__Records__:
◇ ◇ ◇ ◇

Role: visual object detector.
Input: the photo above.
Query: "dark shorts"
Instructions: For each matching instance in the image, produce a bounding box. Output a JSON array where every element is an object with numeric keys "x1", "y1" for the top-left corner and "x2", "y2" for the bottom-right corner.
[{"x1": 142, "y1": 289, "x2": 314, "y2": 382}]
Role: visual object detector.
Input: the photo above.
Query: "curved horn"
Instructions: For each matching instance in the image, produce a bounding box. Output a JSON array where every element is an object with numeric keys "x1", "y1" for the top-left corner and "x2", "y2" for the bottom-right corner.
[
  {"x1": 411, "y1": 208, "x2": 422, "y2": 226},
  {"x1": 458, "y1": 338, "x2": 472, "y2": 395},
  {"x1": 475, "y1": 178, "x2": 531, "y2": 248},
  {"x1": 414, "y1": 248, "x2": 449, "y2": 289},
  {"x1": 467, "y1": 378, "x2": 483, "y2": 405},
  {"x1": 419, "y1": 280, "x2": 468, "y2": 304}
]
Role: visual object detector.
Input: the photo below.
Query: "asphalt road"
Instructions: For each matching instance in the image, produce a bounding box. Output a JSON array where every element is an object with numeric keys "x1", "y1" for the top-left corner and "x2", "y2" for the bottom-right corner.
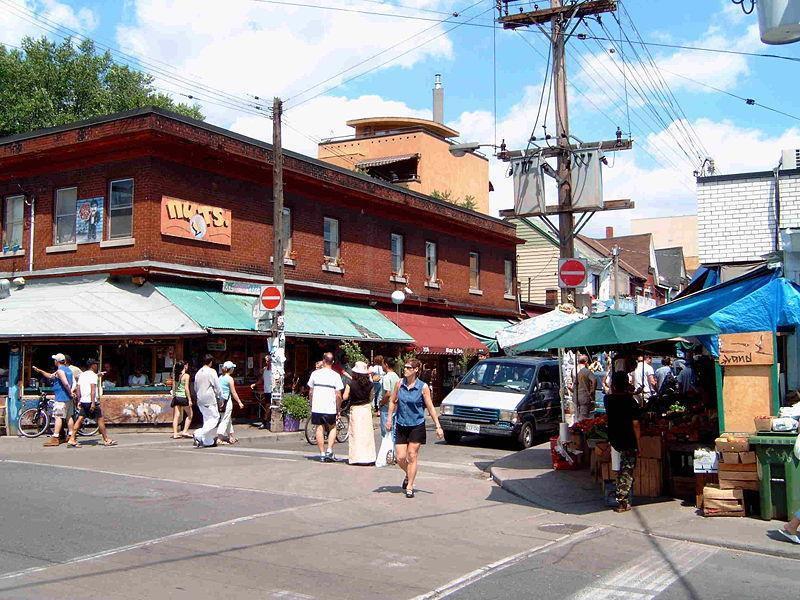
[{"x1": 0, "y1": 429, "x2": 797, "y2": 600}]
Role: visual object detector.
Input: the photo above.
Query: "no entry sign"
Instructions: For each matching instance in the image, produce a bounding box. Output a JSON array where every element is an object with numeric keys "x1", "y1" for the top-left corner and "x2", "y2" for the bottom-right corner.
[
  {"x1": 558, "y1": 258, "x2": 586, "y2": 288},
  {"x1": 260, "y1": 285, "x2": 283, "y2": 310}
]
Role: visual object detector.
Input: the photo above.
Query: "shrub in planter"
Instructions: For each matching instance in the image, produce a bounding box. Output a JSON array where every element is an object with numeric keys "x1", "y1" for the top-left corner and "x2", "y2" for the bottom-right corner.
[{"x1": 281, "y1": 394, "x2": 311, "y2": 431}]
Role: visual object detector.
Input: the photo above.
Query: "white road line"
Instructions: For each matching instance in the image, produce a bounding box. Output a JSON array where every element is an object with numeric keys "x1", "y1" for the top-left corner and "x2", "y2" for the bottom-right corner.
[
  {"x1": 0, "y1": 460, "x2": 330, "y2": 501},
  {"x1": 0, "y1": 500, "x2": 339, "y2": 591},
  {"x1": 573, "y1": 542, "x2": 719, "y2": 600},
  {"x1": 412, "y1": 527, "x2": 605, "y2": 600}
]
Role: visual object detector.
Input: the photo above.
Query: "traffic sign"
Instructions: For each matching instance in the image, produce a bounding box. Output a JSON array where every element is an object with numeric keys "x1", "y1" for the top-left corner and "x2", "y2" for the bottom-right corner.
[
  {"x1": 260, "y1": 285, "x2": 283, "y2": 311},
  {"x1": 558, "y1": 258, "x2": 586, "y2": 288}
]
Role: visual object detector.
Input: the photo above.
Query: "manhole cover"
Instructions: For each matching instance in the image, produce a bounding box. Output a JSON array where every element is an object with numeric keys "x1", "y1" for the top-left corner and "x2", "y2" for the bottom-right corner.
[{"x1": 537, "y1": 523, "x2": 588, "y2": 535}]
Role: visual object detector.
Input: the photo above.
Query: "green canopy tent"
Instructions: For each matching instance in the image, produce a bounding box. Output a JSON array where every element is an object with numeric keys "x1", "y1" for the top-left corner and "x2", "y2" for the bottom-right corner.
[{"x1": 515, "y1": 310, "x2": 720, "y2": 354}]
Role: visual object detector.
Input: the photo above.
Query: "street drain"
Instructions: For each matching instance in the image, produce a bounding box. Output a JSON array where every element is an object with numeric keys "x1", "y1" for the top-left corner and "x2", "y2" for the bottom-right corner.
[{"x1": 537, "y1": 523, "x2": 589, "y2": 535}]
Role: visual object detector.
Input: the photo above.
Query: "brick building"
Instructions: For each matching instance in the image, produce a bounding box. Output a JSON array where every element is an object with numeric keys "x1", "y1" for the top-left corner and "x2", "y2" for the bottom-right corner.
[{"x1": 0, "y1": 109, "x2": 518, "y2": 421}]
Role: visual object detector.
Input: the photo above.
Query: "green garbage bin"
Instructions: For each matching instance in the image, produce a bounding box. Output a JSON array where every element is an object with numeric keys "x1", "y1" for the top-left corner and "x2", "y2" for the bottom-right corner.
[{"x1": 750, "y1": 432, "x2": 800, "y2": 521}]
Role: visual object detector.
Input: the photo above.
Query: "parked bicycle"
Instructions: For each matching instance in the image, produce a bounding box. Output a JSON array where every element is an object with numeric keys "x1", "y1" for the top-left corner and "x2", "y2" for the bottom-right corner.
[{"x1": 17, "y1": 392, "x2": 100, "y2": 438}]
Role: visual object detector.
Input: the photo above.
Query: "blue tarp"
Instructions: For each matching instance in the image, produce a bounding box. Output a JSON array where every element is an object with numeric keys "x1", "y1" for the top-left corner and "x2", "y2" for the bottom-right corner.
[{"x1": 643, "y1": 270, "x2": 800, "y2": 355}]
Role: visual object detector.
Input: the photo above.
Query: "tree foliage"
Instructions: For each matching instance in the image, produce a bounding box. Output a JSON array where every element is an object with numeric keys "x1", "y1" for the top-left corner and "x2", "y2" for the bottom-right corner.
[
  {"x1": 431, "y1": 190, "x2": 478, "y2": 210},
  {"x1": 0, "y1": 37, "x2": 203, "y2": 137}
]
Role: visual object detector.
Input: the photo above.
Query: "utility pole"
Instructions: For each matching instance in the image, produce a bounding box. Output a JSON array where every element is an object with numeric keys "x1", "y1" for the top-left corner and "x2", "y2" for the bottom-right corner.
[
  {"x1": 498, "y1": 0, "x2": 633, "y2": 303},
  {"x1": 611, "y1": 246, "x2": 619, "y2": 310},
  {"x1": 270, "y1": 96, "x2": 286, "y2": 431}
]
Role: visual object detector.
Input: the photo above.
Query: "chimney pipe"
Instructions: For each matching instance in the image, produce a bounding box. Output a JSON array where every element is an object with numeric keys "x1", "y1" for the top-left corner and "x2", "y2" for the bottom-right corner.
[{"x1": 433, "y1": 73, "x2": 444, "y2": 124}]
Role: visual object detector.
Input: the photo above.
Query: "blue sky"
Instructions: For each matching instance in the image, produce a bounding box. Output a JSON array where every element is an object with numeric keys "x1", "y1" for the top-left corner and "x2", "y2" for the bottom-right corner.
[{"x1": 0, "y1": 0, "x2": 800, "y2": 233}]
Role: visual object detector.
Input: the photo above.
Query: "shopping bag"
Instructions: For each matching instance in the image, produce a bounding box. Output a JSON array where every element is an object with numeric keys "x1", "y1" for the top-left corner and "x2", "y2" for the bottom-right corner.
[{"x1": 375, "y1": 431, "x2": 394, "y2": 467}]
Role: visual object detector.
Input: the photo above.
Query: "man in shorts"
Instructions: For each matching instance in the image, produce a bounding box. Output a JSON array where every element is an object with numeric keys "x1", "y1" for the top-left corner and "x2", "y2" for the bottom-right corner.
[
  {"x1": 308, "y1": 352, "x2": 344, "y2": 462},
  {"x1": 33, "y1": 352, "x2": 75, "y2": 447},
  {"x1": 67, "y1": 359, "x2": 117, "y2": 447}
]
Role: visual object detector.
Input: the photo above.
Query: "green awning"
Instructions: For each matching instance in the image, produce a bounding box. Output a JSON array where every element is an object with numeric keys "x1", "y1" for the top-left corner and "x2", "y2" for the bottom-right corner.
[
  {"x1": 455, "y1": 315, "x2": 514, "y2": 352},
  {"x1": 156, "y1": 283, "x2": 414, "y2": 343}
]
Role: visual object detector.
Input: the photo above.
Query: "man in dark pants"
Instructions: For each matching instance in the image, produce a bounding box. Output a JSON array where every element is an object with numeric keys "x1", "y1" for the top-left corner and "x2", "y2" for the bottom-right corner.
[{"x1": 605, "y1": 371, "x2": 640, "y2": 512}]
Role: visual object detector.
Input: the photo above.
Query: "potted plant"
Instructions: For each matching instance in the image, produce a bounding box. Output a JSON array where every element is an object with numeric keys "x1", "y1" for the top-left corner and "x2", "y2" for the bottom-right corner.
[{"x1": 281, "y1": 394, "x2": 311, "y2": 431}]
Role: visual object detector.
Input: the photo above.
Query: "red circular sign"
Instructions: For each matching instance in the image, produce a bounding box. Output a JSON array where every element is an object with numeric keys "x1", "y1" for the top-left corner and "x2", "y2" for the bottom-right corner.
[
  {"x1": 261, "y1": 285, "x2": 283, "y2": 310},
  {"x1": 558, "y1": 259, "x2": 586, "y2": 287}
]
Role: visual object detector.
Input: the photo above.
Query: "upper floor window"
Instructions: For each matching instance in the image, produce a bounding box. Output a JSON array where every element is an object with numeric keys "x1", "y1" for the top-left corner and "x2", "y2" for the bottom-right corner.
[
  {"x1": 391, "y1": 233, "x2": 405, "y2": 276},
  {"x1": 425, "y1": 242, "x2": 439, "y2": 282},
  {"x1": 53, "y1": 188, "x2": 78, "y2": 245},
  {"x1": 469, "y1": 252, "x2": 481, "y2": 290},
  {"x1": 322, "y1": 217, "x2": 340, "y2": 259},
  {"x1": 503, "y1": 260, "x2": 514, "y2": 296},
  {"x1": 108, "y1": 179, "x2": 133, "y2": 240},
  {"x1": 283, "y1": 206, "x2": 292, "y2": 258},
  {"x1": 3, "y1": 196, "x2": 25, "y2": 249}
]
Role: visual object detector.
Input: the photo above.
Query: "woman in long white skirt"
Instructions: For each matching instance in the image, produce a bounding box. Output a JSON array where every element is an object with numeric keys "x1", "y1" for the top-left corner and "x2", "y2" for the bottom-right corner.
[{"x1": 343, "y1": 361, "x2": 376, "y2": 465}]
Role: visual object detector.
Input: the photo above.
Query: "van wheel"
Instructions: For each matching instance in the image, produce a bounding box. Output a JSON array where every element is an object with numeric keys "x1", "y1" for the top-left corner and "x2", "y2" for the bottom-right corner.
[
  {"x1": 444, "y1": 431, "x2": 461, "y2": 445},
  {"x1": 517, "y1": 421, "x2": 536, "y2": 450}
]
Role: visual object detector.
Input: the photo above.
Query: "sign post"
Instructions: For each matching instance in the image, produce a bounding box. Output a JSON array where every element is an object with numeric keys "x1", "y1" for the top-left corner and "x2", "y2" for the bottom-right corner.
[{"x1": 558, "y1": 258, "x2": 587, "y2": 289}]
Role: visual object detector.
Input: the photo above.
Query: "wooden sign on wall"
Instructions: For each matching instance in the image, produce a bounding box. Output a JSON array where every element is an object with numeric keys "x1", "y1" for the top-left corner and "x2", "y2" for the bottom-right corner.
[{"x1": 719, "y1": 331, "x2": 775, "y2": 367}]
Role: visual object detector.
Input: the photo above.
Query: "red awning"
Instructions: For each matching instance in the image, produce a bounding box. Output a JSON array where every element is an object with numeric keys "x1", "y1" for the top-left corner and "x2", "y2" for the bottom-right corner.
[{"x1": 381, "y1": 309, "x2": 488, "y2": 355}]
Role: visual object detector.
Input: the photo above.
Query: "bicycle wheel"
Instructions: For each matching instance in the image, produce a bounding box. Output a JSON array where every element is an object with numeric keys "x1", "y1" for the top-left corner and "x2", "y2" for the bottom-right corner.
[
  {"x1": 336, "y1": 415, "x2": 350, "y2": 444},
  {"x1": 304, "y1": 417, "x2": 317, "y2": 446},
  {"x1": 18, "y1": 408, "x2": 50, "y2": 437}
]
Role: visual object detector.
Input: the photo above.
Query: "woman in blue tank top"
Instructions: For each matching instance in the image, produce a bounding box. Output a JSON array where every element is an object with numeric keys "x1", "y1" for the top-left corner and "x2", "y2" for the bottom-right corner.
[{"x1": 386, "y1": 358, "x2": 444, "y2": 498}]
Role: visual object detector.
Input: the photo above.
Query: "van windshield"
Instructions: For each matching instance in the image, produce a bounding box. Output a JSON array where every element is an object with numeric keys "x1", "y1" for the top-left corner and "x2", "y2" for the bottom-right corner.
[{"x1": 456, "y1": 360, "x2": 536, "y2": 392}]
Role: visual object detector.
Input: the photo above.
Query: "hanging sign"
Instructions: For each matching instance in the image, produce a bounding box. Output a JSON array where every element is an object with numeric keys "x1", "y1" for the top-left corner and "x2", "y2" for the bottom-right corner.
[{"x1": 161, "y1": 196, "x2": 231, "y2": 246}]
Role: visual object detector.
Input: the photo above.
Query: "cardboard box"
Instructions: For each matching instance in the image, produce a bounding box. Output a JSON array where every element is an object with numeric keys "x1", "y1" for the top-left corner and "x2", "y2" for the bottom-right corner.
[
  {"x1": 739, "y1": 452, "x2": 756, "y2": 465},
  {"x1": 722, "y1": 452, "x2": 741, "y2": 465},
  {"x1": 714, "y1": 435, "x2": 750, "y2": 452}
]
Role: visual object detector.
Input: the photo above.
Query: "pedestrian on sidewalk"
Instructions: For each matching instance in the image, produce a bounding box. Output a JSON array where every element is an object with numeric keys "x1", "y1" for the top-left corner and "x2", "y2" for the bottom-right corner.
[
  {"x1": 378, "y1": 358, "x2": 400, "y2": 437},
  {"x1": 250, "y1": 354, "x2": 272, "y2": 429},
  {"x1": 33, "y1": 352, "x2": 75, "y2": 447},
  {"x1": 308, "y1": 352, "x2": 344, "y2": 462},
  {"x1": 67, "y1": 358, "x2": 117, "y2": 447},
  {"x1": 369, "y1": 354, "x2": 386, "y2": 412},
  {"x1": 575, "y1": 354, "x2": 597, "y2": 423},
  {"x1": 342, "y1": 360, "x2": 376, "y2": 465},
  {"x1": 386, "y1": 358, "x2": 444, "y2": 498},
  {"x1": 194, "y1": 354, "x2": 222, "y2": 448},
  {"x1": 604, "y1": 371, "x2": 640, "y2": 512},
  {"x1": 217, "y1": 360, "x2": 244, "y2": 444},
  {"x1": 170, "y1": 361, "x2": 194, "y2": 440}
]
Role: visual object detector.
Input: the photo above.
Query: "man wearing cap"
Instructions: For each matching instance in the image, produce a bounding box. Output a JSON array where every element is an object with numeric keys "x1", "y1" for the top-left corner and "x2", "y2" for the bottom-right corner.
[
  {"x1": 33, "y1": 352, "x2": 75, "y2": 447},
  {"x1": 67, "y1": 358, "x2": 117, "y2": 447}
]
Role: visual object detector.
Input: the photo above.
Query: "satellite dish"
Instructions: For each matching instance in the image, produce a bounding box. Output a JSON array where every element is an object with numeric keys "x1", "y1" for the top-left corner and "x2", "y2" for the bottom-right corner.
[{"x1": 756, "y1": 0, "x2": 800, "y2": 44}]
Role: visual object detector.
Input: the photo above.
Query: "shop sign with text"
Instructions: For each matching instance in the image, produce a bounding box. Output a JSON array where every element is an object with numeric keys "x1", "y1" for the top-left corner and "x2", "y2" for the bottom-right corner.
[{"x1": 161, "y1": 196, "x2": 231, "y2": 246}]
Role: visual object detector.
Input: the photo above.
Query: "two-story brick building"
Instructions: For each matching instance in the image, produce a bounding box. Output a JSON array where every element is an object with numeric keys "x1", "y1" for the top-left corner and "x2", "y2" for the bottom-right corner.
[{"x1": 0, "y1": 109, "x2": 518, "y2": 421}]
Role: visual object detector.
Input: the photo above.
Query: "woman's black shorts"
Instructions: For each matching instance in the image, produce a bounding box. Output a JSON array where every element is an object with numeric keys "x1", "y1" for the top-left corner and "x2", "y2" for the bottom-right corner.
[
  {"x1": 311, "y1": 413, "x2": 336, "y2": 427},
  {"x1": 394, "y1": 423, "x2": 427, "y2": 444}
]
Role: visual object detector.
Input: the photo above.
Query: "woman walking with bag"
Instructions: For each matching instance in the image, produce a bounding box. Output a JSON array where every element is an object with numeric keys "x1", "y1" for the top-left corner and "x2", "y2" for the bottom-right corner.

◇ ◇ ◇ ◇

Identify every line in the records above that contains the word "shorts", and copy each of those lines.

__WRITTEN RESPONSE__:
Query: "dark shorts"
Query: "man in shorts"
Query: "woman's black shorts"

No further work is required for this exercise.